But fear not, this will not mean the widespread return of the grisly backstreet abortion, of old crones drawing hot baths and brandishing knitting needles. This right to choose concerns not the termination of the unborn child, but its mode of arrival. It is caesarian sections, not abortions, that preoccupy Nice, specifically the increasing practice of women booking caesarians to fit in with their or their partner's work or social commitments.

Last week, Jo Williams gave birth to her son Connor by pre-booked caesarian. Mrs Williams wanted Connor to arrive before the World Snooker Championship at the Crucible Theatre, Sheffield, where her husband Mark was defending champion. As it turned out, Mark Williams could probably have been at her bedside to see her give birth naturally; becoming a father for the first time did nothing for his concentration, and he was knocked out on Saturday, in round two.

Try it => Copy the passage about caesarians between "Last week, Jo" and "in round two.", inclusive, and substitute "scheduled" for "pre-booked". The material after this point comes from a separate source and is unrelated to the passage about caesarians.

Records provided =>
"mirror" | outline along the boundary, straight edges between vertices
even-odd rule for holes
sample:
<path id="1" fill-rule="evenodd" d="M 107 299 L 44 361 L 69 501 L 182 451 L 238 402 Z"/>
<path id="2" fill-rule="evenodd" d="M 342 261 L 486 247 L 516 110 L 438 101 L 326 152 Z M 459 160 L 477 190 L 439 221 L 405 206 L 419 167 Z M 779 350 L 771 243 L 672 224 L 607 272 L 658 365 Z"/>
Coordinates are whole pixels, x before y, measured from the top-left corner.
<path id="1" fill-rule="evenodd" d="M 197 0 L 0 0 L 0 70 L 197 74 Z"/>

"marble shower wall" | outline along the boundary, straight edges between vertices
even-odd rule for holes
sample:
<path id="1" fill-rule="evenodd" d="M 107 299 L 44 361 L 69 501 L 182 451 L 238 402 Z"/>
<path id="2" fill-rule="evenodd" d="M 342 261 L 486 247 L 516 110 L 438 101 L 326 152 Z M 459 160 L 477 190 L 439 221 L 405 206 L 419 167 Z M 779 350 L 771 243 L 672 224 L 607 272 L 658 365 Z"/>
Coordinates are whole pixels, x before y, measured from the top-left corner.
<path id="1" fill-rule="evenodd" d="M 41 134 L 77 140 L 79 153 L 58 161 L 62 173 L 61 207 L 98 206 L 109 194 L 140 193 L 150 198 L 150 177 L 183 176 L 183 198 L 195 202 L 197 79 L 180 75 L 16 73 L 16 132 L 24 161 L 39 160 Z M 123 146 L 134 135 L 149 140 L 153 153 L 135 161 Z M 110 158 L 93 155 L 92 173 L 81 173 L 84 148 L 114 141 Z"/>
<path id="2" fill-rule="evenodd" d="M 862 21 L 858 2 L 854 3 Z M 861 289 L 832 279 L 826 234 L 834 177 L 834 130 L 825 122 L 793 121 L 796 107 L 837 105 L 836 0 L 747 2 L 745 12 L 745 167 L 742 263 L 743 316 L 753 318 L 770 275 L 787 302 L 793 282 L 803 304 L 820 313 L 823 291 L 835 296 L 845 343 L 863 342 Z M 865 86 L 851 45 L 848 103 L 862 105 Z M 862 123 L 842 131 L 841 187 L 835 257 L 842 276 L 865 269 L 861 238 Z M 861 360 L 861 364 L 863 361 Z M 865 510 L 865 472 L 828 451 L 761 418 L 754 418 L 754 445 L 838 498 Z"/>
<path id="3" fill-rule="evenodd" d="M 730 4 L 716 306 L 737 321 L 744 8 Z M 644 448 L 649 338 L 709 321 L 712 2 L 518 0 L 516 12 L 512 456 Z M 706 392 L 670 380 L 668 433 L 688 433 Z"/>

Response to the task =>
Last week, Jo Williams gave birth to her son Connor by scheduled caesarian. Mrs Williams wanted Connor to arrive before the World Snooker Championship at the Crucible Theatre, Sheffield, where her husband Mark was defending champion. As it turned out, Mark Williams could probably have been at her bedside to see her give birth naturally; becoming a father for the first time did nothing for his concentration, and he was knocked out on Saturday, in round two.